» Exercise details
Copy every line that contains the string "thickest" from the entries below.

» Task data
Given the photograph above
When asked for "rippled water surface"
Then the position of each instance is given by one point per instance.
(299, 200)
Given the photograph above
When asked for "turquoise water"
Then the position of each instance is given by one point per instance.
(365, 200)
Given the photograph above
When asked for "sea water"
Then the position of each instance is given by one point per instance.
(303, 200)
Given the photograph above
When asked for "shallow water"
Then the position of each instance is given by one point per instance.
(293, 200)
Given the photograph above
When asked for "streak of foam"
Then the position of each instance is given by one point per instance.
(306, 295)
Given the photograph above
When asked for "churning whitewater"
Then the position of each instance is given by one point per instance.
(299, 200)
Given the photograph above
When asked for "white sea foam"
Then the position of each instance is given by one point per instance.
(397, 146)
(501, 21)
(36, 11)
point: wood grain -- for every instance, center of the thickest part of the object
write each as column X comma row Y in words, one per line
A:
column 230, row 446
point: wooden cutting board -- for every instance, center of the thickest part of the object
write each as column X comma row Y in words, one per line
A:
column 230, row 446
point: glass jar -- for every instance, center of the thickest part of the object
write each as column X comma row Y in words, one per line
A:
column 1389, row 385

» Finished task
point: wood grain -- for every instance, center of the thickest part of the object
point: wooden cutting board -- for every instance, center of the thickest part of the object
point: glass jar -- for every instance, center of the thickest part of the object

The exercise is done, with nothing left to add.